What is needed:
Only lines containing "cliff" are wanted from the data below. Copy those lines.

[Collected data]
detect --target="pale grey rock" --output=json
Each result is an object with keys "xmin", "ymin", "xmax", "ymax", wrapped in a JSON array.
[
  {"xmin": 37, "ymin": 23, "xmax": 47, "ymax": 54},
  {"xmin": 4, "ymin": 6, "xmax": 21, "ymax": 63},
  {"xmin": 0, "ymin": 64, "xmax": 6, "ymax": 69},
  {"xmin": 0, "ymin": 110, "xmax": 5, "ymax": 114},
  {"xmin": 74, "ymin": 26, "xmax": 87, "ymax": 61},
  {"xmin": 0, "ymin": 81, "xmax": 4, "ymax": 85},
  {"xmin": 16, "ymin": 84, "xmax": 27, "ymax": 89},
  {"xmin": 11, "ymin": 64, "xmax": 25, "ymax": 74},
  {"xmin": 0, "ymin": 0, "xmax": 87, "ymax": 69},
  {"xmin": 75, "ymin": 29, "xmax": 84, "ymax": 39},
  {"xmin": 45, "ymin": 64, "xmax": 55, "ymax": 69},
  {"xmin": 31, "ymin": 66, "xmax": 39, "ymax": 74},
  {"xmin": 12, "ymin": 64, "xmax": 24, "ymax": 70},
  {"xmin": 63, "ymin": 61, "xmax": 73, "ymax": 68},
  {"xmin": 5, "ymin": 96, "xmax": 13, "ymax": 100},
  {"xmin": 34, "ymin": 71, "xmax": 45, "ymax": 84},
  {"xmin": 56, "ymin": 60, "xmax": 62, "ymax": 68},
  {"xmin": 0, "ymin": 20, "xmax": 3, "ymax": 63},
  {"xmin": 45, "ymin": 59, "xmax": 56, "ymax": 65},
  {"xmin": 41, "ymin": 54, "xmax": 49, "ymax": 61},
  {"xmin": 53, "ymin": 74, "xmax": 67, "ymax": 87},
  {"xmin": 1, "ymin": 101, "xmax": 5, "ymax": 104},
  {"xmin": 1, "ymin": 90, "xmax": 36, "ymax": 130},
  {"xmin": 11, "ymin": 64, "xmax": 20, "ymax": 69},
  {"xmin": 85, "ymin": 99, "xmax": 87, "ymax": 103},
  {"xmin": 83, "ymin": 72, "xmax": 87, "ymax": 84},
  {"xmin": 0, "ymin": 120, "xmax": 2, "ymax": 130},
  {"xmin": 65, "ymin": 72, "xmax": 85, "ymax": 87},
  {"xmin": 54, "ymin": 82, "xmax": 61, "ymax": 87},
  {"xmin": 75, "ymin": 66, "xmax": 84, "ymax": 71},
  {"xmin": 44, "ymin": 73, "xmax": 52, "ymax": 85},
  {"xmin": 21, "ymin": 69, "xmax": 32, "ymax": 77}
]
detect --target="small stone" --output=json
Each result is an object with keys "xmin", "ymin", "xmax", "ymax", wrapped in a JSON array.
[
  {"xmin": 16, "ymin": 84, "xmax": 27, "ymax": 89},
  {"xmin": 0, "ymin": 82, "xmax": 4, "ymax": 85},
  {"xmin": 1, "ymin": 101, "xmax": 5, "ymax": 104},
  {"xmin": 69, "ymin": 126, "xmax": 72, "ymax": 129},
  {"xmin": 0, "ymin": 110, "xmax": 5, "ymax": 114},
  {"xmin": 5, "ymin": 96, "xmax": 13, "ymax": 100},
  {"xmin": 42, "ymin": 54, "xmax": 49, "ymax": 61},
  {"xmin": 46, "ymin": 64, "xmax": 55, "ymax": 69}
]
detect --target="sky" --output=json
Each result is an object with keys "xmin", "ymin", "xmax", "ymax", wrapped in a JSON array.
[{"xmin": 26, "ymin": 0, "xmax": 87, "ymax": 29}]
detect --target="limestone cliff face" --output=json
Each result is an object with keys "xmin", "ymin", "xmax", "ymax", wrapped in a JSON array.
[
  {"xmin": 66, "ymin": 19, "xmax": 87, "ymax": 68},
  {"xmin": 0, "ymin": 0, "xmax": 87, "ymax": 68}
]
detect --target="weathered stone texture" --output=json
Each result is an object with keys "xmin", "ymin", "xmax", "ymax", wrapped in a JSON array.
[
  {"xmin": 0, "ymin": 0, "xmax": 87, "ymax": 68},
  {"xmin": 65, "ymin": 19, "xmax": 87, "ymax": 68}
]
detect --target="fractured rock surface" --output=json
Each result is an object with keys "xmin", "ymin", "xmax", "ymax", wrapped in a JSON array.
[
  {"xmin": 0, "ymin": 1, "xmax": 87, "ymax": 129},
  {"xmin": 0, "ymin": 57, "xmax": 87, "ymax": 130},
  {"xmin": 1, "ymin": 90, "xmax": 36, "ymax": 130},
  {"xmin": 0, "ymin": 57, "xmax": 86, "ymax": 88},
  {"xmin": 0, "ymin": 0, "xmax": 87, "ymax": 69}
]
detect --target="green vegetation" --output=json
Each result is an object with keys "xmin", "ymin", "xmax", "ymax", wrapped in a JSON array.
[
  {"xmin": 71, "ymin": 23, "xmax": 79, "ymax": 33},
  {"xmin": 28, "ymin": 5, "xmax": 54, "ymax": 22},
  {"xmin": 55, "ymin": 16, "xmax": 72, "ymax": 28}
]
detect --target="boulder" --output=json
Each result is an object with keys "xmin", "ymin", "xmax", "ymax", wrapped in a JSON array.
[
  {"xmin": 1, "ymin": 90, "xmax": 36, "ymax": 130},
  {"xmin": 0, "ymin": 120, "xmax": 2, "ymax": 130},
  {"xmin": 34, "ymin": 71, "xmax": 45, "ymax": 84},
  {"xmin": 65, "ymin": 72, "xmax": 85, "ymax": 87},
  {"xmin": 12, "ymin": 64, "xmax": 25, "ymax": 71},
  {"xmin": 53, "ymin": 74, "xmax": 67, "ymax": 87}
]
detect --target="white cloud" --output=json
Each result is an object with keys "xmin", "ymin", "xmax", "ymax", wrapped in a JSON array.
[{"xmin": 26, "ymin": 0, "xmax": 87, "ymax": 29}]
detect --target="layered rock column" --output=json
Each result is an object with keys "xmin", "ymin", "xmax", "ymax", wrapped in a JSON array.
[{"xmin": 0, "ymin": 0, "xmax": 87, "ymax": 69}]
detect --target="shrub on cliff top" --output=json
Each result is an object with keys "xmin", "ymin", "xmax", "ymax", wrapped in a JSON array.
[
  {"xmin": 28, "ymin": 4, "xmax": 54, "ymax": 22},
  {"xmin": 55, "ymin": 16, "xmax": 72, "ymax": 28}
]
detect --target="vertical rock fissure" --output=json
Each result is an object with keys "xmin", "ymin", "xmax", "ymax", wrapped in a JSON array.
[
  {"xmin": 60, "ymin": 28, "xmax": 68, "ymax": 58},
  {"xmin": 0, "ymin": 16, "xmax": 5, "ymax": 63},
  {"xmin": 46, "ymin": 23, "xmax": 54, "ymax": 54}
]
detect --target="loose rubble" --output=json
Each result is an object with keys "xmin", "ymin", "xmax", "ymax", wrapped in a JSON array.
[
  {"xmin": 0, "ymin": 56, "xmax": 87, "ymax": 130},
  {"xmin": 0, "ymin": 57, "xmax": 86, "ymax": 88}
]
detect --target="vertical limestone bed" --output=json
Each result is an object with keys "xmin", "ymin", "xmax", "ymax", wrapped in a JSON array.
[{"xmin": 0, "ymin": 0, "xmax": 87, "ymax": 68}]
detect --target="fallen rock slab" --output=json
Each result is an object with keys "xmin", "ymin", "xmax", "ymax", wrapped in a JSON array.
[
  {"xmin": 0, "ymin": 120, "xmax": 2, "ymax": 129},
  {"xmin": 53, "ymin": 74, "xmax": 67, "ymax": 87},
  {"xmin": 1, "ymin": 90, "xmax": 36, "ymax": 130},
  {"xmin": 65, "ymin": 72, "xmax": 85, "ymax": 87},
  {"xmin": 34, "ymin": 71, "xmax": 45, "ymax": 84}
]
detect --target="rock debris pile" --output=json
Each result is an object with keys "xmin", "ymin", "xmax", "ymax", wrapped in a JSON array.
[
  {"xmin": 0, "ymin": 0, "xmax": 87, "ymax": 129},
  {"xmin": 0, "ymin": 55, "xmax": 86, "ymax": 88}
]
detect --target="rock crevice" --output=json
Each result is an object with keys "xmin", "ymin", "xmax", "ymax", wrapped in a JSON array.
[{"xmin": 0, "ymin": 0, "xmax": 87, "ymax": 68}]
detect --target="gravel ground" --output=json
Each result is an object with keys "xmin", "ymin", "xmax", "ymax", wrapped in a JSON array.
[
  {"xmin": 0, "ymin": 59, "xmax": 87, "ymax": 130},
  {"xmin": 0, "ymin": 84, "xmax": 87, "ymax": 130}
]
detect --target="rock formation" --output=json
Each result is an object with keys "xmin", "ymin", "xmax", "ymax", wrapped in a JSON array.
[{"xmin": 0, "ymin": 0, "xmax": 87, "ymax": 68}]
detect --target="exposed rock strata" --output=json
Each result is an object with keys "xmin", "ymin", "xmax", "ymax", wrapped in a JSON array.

Solved exercise:
detect --target="limestone cliff face" --output=json
detect --target="shrub on cliff top" --output=json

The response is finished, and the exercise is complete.